» **Aufgabenstellung**
Bearbeite den Abschnitt, der mit der Zeile mit „Check that every instance of the dirt ground“ beginnt und mit der Zeile mit „[(841, 345)]“ endet, beide eingeschlossen. Gib nur diese Zeilen erneut aus, ersetze darin „dirt ground“ durch „bare earth“ und lass alles andere unverändert.

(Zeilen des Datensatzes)

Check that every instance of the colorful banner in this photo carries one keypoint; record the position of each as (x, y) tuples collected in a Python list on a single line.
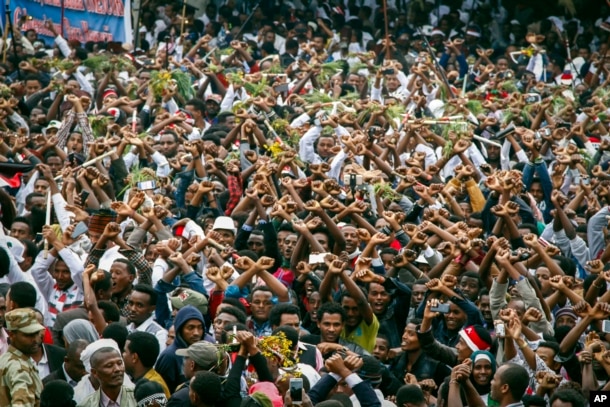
[(83, 20)]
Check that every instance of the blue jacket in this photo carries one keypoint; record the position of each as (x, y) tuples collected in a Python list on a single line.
[(169, 365)]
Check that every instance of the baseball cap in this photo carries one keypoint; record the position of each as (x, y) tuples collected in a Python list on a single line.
[(225, 223), (16, 247), (53, 124), (23, 320), (214, 98), (203, 353), (190, 297)]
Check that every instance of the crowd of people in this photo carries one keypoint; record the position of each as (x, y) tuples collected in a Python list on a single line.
[(309, 203)]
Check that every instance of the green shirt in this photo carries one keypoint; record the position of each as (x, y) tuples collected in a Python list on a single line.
[(363, 335)]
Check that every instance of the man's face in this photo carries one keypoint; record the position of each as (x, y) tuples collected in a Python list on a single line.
[(171, 335), (139, 307), (548, 356), (29, 344), (493, 152), (391, 82), (74, 366), (381, 349), (212, 108), (226, 237), (464, 351), (192, 331), (220, 322), (350, 234), (353, 312), (379, 298), (584, 53), (417, 294), (330, 326), (318, 44), (110, 371), (455, 318), (323, 240), (353, 80), (261, 305), (292, 320), (196, 113), (481, 372), (470, 287), (21, 231), (38, 116), (565, 320), (281, 235), (37, 203), (32, 86), (75, 142), (290, 242), (62, 275), (168, 145), (410, 341), (543, 274), (230, 122), (325, 144), (121, 278)]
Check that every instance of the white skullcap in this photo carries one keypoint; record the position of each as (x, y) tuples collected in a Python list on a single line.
[(86, 354)]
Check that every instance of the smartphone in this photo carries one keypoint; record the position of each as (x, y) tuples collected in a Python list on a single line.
[(83, 198), (500, 330), (146, 185), (80, 229), (296, 390), (442, 308), (532, 98), (543, 242), (281, 88), (317, 258), (353, 180)]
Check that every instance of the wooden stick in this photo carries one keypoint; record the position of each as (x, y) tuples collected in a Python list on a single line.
[(387, 32), (48, 223), (88, 163), (183, 18), (484, 140), (5, 38)]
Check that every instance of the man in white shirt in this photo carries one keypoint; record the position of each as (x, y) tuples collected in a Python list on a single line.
[(141, 307)]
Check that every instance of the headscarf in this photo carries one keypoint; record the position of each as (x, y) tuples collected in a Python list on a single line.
[(475, 357), (80, 329)]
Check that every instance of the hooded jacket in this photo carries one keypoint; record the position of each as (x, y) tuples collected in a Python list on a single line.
[(169, 365)]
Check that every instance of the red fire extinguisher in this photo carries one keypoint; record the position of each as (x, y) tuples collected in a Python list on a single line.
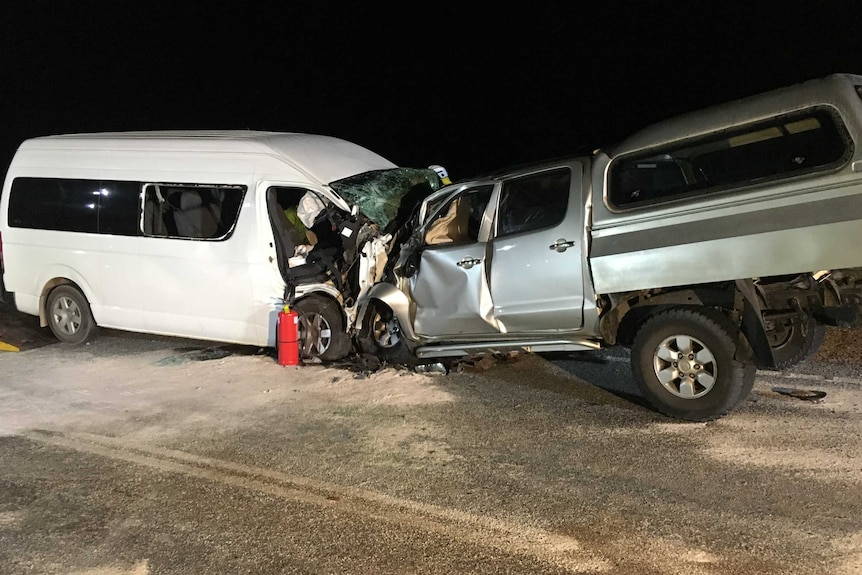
[(288, 336)]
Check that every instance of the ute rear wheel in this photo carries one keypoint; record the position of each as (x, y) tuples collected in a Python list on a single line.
[(683, 362), (321, 329), (69, 315)]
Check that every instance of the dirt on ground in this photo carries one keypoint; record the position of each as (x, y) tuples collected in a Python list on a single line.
[(843, 345)]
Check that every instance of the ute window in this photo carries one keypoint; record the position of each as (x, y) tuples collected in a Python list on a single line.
[(791, 145), (535, 202), (459, 220), (191, 211)]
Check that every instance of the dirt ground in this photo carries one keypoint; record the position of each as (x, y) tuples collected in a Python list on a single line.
[(841, 345)]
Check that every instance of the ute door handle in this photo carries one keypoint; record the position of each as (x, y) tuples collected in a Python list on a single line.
[(561, 245), (468, 263)]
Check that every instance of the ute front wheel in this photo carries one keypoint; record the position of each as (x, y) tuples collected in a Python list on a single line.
[(321, 329), (381, 336), (683, 362)]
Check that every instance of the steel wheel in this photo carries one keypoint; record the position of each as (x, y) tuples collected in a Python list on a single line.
[(69, 315)]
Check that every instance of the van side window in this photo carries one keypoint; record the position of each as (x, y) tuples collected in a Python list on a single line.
[(813, 140), (535, 202), (191, 211), (56, 204), (119, 206)]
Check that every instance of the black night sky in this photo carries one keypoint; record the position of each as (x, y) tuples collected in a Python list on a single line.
[(473, 90)]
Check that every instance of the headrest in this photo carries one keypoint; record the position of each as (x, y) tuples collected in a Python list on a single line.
[(190, 200)]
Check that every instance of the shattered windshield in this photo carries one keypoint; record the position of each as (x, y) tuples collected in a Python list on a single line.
[(379, 193)]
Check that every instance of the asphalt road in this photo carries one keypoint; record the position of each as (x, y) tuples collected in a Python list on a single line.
[(138, 454)]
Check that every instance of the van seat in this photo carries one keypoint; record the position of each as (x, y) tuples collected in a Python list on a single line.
[(193, 219)]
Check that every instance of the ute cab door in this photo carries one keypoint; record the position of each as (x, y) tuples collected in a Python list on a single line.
[(450, 285), (536, 254)]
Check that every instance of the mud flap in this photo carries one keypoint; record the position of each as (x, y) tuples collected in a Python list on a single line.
[(752, 327)]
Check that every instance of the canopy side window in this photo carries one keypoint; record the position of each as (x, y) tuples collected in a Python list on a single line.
[(811, 141)]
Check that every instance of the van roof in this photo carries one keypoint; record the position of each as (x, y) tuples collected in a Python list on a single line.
[(323, 158)]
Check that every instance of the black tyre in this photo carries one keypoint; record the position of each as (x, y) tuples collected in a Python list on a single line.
[(796, 342), (69, 315), (321, 329), (683, 362), (381, 336)]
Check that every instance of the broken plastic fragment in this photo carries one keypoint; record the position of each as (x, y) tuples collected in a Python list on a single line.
[(804, 394)]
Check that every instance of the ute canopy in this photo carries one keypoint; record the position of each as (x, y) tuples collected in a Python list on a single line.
[(378, 194)]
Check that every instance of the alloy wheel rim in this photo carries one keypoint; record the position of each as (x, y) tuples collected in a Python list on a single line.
[(685, 366)]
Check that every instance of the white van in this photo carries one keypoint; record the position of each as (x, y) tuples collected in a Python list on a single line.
[(186, 233)]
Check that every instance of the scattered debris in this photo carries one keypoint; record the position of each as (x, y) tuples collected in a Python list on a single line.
[(7, 347), (812, 395), (206, 354), (436, 368), (483, 362)]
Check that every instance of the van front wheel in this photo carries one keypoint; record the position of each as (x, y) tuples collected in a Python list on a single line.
[(69, 315), (683, 362)]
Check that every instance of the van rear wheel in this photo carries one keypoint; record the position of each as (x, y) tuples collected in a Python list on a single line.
[(321, 329), (69, 315), (683, 362)]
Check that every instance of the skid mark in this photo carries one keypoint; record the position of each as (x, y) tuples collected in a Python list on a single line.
[(560, 550)]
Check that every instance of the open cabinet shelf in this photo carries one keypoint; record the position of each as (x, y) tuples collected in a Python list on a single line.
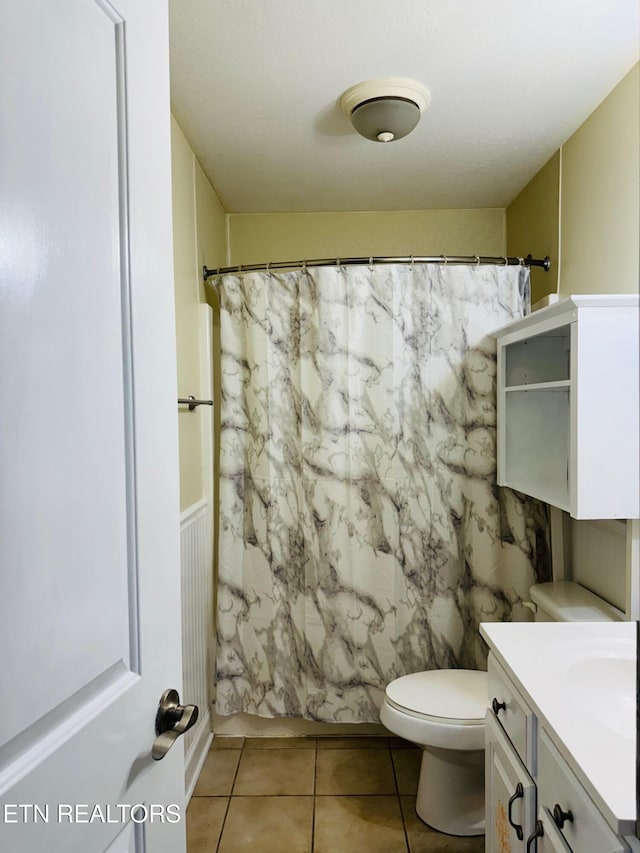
[(568, 406)]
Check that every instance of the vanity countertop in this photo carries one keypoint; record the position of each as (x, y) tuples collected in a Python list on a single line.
[(581, 684)]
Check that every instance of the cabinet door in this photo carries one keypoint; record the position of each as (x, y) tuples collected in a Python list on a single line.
[(510, 793), (584, 828)]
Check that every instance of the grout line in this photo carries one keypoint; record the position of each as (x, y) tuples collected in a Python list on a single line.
[(395, 776), (313, 807), (233, 784)]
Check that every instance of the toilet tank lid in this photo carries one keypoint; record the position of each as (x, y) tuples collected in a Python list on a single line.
[(453, 694), (567, 601)]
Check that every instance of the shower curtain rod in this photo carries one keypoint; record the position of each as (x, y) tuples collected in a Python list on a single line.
[(434, 259)]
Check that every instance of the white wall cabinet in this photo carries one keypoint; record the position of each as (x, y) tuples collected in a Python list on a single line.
[(534, 802), (568, 404)]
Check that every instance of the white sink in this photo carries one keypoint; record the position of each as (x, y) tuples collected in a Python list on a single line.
[(603, 683)]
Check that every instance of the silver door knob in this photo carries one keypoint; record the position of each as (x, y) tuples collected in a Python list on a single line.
[(172, 720)]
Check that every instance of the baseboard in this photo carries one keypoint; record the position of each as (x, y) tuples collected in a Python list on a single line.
[(248, 725)]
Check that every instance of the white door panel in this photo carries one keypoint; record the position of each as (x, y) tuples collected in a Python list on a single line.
[(89, 548)]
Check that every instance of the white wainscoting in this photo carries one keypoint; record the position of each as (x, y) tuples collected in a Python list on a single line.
[(196, 544)]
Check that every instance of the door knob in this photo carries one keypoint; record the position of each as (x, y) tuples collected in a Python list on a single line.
[(172, 720)]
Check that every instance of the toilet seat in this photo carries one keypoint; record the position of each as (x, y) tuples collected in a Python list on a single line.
[(441, 708), (443, 695)]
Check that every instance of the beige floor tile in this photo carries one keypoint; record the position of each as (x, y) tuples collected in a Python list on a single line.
[(275, 772), (268, 825), (280, 742), (407, 766), (355, 824), (358, 742), (205, 817), (354, 771), (424, 839), (217, 774), (227, 742)]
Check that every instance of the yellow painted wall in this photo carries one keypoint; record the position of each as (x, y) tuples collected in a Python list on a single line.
[(199, 236), (584, 204), (600, 220), (261, 237), (532, 226)]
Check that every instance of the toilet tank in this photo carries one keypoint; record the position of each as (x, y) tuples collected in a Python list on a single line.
[(567, 601)]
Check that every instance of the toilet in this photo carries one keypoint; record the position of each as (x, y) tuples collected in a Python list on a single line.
[(443, 711)]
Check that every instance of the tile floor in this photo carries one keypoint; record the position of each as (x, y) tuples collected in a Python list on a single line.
[(312, 795)]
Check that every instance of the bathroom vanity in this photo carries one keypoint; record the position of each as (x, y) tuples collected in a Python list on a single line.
[(560, 748)]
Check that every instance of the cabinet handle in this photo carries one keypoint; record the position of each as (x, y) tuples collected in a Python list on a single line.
[(498, 706), (519, 793), (560, 817), (538, 832)]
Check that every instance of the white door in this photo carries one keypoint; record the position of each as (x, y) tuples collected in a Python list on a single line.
[(89, 543)]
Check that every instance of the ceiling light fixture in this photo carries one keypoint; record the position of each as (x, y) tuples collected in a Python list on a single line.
[(385, 109)]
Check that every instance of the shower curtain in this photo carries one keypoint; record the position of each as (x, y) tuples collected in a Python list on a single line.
[(362, 534)]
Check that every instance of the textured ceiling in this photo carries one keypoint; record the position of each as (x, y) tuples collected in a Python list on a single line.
[(256, 84)]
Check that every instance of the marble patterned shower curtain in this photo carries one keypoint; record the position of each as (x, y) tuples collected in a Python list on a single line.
[(362, 535)]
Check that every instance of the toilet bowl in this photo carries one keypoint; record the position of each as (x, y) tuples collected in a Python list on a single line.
[(443, 712)]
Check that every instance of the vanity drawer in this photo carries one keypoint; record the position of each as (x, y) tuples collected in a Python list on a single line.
[(516, 718), (587, 831)]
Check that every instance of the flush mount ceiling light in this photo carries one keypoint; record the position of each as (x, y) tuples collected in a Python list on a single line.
[(385, 109)]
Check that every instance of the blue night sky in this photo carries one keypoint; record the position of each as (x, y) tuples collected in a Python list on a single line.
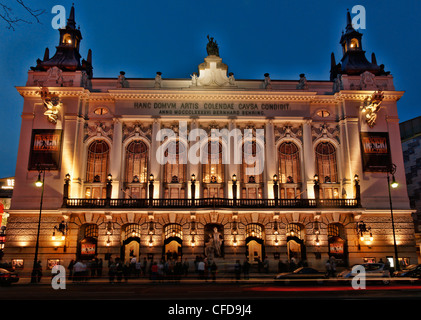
[(283, 38)]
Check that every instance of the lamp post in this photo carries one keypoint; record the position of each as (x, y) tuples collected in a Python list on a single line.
[(234, 189), (193, 188), (40, 184), (151, 180), (275, 189), (391, 171)]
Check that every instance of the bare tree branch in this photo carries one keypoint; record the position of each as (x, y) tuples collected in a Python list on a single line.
[(8, 16)]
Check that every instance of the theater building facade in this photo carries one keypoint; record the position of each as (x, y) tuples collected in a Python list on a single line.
[(166, 168)]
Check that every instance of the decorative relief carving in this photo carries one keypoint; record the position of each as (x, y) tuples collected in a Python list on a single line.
[(325, 131), (289, 131), (137, 130), (52, 104), (98, 129), (370, 107)]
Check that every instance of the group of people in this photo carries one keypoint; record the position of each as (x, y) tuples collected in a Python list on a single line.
[(81, 270)]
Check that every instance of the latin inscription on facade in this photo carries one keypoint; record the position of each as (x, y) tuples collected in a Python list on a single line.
[(211, 108)]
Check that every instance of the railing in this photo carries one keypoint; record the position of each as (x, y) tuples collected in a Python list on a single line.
[(211, 203)]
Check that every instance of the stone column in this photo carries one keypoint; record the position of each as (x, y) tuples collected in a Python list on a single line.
[(116, 157), (270, 159), (155, 166), (308, 160)]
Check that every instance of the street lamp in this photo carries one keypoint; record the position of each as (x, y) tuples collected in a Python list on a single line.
[(391, 170), (275, 189), (39, 184)]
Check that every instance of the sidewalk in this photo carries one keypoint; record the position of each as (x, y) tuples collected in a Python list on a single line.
[(190, 278)]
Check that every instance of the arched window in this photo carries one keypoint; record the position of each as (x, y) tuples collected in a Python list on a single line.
[(213, 170), (327, 170), (337, 243), (97, 169), (136, 175), (326, 165), (98, 154), (91, 231), (175, 166), (137, 162), (131, 230), (252, 170), (173, 230), (289, 163), (289, 173), (254, 230), (175, 170)]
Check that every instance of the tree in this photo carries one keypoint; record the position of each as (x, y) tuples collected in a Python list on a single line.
[(8, 15)]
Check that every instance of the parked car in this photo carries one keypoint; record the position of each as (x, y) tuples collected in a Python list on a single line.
[(373, 272), (303, 274), (412, 271), (8, 277)]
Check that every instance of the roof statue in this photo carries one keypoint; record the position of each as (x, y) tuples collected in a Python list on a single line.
[(212, 47)]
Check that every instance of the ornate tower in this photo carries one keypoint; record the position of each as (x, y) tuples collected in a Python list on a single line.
[(353, 61), (67, 56)]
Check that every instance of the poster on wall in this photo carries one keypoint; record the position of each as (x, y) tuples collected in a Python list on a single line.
[(45, 149), (375, 151), (87, 249)]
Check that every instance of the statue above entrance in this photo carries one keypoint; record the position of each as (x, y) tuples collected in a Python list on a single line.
[(212, 47)]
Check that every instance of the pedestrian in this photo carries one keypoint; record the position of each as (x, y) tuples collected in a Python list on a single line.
[(39, 271), (70, 268), (201, 269), (266, 264), (328, 269), (138, 269), (99, 268), (332, 266), (237, 270), (154, 271), (126, 271), (111, 271), (213, 270), (186, 267), (246, 269), (119, 269), (144, 265), (78, 271)]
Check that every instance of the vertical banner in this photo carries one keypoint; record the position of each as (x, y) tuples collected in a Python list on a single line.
[(375, 151), (45, 149)]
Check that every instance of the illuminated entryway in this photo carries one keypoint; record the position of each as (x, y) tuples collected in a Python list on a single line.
[(130, 247), (87, 242), (255, 249), (173, 241), (337, 243), (295, 243)]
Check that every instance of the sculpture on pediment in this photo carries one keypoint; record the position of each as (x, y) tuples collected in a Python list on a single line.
[(267, 83), (231, 78), (158, 80), (52, 104), (194, 79), (55, 76), (122, 82), (212, 47), (370, 107), (337, 83), (302, 84), (367, 80)]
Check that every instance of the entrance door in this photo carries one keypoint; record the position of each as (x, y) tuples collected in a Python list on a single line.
[(254, 251), (294, 250), (172, 250), (132, 249)]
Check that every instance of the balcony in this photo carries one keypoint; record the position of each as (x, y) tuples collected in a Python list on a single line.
[(209, 203)]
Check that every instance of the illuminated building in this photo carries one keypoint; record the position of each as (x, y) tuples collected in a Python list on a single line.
[(326, 145)]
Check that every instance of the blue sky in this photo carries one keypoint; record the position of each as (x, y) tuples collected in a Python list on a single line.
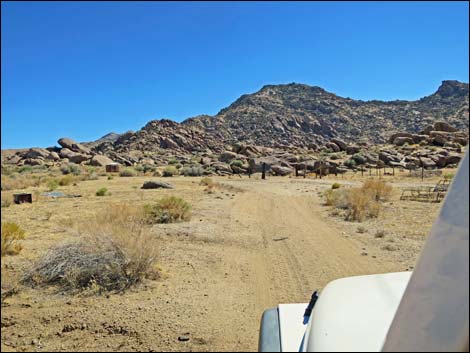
[(83, 69)]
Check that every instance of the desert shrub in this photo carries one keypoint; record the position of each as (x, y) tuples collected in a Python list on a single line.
[(192, 171), (11, 236), (52, 184), (237, 163), (380, 190), (448, 176), (101, 192), (70, 168), (6, 202), (25, 169), (169, 171), (66, 180), (148, 168), (350, 163), (168, 210), (115, 250), (206, 181), (139, 168), (126, 173), (330, 197), (360, 204)]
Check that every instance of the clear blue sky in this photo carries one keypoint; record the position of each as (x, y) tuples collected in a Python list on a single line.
[(83, 69)]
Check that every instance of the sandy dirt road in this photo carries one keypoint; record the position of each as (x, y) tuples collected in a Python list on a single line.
[(249, 246)]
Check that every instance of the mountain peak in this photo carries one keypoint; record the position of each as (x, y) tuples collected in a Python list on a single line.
[(452, 88)]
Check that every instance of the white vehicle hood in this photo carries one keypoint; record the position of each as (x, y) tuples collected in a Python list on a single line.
[(354, 314)]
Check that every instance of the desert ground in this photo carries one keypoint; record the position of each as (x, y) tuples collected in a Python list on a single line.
[(250, 245)]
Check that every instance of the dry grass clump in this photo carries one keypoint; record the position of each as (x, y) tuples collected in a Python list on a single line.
[(380, 190), (359, 203), (169, 171), (168, 210), (115, 250), (127, 173), (11, 236), (19, 181)]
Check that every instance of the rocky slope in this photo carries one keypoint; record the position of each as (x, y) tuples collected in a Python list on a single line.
[(298, 115), (289, 125)]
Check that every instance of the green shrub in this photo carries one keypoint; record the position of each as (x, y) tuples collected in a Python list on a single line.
[(101, 192), (70, 168), (448, 176), (169, 171), (237, 163), (66, 180), (52, 184), (25, 169), (350, 163), (206, 181), (168, 210), (126, 173), (11, 235), (192, 171)]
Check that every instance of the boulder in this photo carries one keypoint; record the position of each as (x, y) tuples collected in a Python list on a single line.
[(227, 156), (401, 140), (461, 141), (427, 162), (419, 138), (359, 159), (333, 146), (72, 145), (443, 126), (427, 130), (156, 185), (65, 152), (205, 161), (37, 153), (341, 144), (453, 158), (78, 158), (166, 142), (352, 149), (54, 156), (280, 170), (222, 167), (399, 134), (99, 160), (256, 164)]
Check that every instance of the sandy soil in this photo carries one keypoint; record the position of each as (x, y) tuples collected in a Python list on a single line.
[(249, 246)]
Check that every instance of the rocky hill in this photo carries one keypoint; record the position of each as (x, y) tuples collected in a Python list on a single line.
[(298, 115), (285, 122)]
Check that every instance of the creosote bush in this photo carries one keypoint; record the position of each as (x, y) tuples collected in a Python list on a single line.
[(126, 173), (114, 251), (359, 203), (169, 171), (168, 210), (194, 170), (11, 236), (102, 192)]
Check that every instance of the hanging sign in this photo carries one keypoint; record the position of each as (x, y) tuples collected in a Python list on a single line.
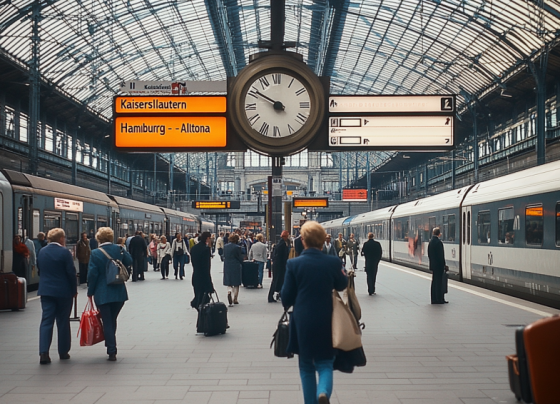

» **Richtige Antwort**
Check that every instance of the bare earth in this photo carries one keypoint; record the position of each as (x, y) tuples collected in a Python list on a single line.
[(841, 345)]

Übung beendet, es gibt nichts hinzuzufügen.